[Exercise directions]
Each line below that holds the string "cloud" counts once; report the total and nothing else.

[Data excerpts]
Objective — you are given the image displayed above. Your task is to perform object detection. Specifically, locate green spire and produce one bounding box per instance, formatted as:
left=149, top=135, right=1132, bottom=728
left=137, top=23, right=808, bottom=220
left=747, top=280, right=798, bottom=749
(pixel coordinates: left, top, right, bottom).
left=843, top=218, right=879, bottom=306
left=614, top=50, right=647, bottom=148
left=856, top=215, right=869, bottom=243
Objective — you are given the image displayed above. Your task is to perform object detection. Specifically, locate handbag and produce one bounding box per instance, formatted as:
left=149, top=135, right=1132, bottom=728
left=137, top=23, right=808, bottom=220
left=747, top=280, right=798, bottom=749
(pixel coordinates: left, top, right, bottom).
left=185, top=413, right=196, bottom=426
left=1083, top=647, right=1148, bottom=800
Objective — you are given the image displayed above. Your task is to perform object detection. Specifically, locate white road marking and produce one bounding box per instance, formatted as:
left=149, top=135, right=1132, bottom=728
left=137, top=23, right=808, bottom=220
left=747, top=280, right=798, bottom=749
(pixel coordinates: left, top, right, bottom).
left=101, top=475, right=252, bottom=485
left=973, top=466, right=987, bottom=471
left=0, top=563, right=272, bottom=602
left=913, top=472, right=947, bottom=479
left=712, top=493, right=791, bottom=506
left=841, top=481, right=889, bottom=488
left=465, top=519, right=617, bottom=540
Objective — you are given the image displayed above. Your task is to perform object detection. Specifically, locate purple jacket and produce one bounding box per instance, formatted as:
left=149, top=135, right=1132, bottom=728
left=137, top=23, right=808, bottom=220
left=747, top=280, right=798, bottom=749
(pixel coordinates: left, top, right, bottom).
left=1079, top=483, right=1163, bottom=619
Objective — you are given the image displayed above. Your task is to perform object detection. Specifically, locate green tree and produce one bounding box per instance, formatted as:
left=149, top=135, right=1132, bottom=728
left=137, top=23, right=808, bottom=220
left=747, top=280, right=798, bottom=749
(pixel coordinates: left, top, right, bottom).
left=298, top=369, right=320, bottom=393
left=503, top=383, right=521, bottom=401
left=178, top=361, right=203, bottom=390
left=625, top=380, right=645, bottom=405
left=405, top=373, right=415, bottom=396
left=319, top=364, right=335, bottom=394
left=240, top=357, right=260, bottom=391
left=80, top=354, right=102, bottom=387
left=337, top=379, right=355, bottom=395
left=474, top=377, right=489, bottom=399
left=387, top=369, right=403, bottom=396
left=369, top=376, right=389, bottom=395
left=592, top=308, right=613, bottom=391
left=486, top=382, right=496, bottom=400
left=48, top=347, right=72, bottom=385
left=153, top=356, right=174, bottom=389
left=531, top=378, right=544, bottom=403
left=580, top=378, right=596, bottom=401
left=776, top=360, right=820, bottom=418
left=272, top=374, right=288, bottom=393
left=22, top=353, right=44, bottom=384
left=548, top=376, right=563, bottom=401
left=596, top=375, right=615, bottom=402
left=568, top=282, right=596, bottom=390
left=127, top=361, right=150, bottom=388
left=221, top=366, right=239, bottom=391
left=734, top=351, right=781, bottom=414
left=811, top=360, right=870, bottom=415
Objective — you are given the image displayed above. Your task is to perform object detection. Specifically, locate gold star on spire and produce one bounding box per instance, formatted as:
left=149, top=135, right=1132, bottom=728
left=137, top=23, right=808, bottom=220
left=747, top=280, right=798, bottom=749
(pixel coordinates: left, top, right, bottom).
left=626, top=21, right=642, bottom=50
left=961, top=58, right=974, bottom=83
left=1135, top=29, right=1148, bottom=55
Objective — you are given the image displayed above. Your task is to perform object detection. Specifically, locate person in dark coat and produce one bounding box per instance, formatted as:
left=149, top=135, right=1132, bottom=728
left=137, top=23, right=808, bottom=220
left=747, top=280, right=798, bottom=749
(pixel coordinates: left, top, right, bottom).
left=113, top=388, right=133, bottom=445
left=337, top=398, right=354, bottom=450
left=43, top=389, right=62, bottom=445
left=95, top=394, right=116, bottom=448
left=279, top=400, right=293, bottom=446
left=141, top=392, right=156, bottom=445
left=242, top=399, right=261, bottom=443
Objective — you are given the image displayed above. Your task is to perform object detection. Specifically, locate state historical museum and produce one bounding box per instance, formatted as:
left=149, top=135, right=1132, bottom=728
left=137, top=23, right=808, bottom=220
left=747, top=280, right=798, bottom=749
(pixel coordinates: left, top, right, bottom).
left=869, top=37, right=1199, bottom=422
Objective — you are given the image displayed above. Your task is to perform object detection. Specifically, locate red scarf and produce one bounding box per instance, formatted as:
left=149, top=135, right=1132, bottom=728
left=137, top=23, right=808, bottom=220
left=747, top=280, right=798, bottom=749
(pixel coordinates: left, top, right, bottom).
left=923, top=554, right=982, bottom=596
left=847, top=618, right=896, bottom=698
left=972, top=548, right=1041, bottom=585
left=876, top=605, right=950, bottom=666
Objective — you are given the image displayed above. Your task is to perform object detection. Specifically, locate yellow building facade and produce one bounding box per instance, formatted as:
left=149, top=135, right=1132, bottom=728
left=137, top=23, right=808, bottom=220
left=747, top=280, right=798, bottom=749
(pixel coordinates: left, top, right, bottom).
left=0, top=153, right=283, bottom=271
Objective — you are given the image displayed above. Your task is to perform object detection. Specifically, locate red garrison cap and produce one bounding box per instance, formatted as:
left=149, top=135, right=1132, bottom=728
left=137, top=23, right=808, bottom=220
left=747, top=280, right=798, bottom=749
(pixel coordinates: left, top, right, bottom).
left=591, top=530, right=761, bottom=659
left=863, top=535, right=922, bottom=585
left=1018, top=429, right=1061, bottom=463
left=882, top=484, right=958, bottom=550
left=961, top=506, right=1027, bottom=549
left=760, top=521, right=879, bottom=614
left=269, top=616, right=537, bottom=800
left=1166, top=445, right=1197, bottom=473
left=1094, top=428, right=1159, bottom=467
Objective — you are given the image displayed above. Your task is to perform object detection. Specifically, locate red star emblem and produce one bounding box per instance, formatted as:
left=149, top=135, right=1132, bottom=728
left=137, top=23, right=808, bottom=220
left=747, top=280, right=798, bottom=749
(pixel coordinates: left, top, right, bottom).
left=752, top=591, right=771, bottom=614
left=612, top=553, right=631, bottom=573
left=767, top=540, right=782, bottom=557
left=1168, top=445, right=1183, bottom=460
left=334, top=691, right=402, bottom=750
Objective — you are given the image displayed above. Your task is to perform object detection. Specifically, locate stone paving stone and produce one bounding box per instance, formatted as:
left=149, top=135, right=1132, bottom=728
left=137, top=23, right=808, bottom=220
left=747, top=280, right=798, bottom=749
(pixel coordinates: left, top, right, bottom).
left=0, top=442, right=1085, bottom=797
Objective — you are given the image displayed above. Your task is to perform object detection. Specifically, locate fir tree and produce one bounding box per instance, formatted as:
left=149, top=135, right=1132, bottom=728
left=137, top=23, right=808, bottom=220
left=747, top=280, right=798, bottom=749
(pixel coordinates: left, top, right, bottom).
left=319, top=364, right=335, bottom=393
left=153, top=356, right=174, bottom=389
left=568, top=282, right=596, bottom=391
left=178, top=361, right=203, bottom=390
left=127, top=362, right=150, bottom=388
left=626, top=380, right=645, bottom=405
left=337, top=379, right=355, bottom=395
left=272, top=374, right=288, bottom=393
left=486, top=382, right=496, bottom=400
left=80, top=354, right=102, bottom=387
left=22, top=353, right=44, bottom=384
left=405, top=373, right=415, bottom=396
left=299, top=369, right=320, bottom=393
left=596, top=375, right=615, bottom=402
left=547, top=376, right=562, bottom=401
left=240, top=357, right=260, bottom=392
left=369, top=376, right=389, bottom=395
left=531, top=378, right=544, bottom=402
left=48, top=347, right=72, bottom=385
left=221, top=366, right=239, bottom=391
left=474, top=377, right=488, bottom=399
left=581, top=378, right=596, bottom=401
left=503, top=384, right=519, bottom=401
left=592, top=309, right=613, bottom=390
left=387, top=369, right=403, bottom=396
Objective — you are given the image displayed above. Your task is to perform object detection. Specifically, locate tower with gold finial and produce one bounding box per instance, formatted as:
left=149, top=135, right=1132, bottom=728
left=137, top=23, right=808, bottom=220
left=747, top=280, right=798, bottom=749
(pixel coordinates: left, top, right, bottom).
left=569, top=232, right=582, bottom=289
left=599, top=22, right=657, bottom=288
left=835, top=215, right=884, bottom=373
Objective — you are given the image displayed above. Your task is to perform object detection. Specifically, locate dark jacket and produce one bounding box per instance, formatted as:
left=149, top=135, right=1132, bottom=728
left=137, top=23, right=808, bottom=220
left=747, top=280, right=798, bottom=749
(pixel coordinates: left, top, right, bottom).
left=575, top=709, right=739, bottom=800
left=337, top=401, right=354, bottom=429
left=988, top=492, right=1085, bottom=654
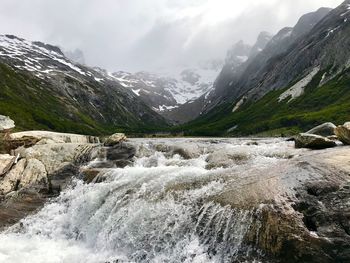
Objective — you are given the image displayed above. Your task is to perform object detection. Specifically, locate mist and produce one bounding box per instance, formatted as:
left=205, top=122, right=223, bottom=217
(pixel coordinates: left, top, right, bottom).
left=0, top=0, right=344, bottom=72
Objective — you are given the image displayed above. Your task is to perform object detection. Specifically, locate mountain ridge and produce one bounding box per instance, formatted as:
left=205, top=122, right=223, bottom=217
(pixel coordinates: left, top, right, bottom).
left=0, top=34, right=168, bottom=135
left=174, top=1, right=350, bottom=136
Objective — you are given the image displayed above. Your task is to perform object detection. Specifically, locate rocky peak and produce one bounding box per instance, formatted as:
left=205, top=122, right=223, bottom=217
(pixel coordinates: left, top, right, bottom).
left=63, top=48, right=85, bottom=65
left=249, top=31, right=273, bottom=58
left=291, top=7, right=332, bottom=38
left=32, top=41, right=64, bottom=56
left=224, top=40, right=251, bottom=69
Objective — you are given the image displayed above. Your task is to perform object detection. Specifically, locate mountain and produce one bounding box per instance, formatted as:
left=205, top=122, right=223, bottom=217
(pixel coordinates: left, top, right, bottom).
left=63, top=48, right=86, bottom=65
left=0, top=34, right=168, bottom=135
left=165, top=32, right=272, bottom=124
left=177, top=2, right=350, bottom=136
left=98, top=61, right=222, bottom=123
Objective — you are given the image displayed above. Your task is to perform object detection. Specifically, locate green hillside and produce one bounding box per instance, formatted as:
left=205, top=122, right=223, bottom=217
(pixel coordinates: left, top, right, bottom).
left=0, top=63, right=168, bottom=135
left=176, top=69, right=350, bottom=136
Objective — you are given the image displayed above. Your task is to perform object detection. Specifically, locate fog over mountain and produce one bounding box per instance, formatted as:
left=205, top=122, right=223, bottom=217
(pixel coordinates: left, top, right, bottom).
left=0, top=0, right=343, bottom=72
--
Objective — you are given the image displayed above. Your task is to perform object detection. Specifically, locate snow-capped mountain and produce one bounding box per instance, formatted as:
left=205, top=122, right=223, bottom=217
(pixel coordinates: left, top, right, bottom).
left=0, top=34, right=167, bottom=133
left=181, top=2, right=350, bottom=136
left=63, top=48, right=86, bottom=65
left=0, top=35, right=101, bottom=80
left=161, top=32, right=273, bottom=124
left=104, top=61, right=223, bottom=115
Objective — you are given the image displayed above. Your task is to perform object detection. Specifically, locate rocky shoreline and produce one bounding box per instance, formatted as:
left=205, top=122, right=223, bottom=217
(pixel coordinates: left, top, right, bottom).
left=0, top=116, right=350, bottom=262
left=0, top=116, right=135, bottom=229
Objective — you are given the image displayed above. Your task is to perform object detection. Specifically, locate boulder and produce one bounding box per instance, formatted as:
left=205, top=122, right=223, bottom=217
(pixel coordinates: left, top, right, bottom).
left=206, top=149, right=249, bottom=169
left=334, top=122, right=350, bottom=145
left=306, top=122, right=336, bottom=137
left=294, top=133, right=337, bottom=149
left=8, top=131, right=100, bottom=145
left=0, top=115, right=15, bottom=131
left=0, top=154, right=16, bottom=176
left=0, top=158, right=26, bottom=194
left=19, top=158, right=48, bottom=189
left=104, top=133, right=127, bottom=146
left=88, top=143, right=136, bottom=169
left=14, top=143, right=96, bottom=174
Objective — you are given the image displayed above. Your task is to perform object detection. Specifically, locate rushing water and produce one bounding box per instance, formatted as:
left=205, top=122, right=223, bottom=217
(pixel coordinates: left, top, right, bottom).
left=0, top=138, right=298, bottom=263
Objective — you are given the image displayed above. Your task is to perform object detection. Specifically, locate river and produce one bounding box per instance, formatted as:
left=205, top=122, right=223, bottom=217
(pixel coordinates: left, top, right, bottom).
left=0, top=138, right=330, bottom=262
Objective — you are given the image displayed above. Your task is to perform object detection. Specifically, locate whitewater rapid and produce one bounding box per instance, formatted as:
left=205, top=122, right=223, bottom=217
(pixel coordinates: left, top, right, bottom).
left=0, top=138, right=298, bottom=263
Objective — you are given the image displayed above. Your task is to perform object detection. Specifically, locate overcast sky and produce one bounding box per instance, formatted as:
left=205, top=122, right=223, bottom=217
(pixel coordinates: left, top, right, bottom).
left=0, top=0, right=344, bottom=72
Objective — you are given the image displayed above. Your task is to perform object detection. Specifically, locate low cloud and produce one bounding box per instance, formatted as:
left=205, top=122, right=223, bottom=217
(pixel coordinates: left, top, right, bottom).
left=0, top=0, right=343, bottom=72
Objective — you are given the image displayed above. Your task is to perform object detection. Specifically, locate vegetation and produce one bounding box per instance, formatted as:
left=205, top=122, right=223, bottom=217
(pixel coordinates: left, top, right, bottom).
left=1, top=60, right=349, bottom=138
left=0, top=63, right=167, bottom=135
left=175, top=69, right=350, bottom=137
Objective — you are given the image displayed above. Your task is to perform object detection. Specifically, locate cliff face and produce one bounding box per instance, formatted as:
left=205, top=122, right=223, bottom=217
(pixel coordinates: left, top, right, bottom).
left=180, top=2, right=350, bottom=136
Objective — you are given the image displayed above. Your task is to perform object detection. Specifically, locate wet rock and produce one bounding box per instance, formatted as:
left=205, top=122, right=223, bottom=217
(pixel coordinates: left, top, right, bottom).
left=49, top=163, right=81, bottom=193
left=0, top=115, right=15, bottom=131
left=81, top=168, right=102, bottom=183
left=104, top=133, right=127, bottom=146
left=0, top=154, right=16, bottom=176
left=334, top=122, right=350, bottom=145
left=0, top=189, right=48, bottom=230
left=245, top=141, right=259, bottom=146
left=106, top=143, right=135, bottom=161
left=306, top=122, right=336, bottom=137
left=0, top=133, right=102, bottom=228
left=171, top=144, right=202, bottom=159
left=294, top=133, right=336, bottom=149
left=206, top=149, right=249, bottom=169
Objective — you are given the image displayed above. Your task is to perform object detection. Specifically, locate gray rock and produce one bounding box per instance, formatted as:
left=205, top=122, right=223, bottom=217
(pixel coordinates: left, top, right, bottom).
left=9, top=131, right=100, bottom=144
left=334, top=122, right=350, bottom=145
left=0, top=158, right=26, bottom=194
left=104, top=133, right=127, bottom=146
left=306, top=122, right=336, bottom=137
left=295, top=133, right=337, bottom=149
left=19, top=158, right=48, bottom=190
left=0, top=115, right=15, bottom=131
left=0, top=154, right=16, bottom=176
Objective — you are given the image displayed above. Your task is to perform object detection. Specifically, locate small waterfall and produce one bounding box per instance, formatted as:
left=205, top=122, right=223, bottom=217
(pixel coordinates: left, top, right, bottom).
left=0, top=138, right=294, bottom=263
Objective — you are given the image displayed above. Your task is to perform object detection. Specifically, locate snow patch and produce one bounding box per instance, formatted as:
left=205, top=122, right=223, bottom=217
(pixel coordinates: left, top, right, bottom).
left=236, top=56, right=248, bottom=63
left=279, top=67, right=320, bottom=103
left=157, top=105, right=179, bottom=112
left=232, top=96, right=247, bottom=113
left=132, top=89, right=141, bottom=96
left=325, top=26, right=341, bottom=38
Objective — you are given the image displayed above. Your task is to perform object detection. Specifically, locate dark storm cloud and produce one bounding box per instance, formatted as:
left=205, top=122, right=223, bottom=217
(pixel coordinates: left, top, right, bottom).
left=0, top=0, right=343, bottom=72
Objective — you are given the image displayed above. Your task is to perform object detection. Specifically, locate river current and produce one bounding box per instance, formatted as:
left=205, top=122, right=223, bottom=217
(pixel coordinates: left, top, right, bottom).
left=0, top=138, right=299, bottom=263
---
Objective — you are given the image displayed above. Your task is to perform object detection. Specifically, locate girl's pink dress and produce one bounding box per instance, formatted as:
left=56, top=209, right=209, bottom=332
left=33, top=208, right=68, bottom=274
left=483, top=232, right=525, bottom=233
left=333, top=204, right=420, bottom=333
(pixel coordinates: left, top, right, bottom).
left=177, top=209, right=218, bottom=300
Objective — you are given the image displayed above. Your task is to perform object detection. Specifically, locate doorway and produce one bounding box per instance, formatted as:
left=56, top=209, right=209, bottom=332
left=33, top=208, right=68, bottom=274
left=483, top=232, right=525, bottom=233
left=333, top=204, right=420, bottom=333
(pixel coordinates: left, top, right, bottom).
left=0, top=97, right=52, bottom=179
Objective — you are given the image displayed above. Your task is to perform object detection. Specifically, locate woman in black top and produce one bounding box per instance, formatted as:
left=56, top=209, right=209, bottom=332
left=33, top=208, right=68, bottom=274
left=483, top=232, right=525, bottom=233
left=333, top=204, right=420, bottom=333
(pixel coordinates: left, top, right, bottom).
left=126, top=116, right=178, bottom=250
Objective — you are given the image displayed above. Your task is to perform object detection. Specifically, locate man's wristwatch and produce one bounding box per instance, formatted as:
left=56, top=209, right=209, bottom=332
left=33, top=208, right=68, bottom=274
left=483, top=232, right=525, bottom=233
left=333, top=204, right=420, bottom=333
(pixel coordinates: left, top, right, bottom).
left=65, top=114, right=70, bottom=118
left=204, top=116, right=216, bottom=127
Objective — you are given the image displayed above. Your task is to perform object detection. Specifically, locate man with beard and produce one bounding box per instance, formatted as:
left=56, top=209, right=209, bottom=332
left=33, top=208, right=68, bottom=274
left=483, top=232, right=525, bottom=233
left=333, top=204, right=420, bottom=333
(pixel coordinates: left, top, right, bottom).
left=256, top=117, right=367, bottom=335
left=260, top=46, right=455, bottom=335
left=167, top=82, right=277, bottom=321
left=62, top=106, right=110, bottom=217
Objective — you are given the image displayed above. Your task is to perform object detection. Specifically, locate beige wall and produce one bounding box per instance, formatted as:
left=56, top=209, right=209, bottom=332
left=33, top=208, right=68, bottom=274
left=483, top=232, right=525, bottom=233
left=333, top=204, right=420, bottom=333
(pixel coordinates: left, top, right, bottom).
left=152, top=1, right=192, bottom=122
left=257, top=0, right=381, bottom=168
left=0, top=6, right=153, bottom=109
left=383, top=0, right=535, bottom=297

[Result of the task]
2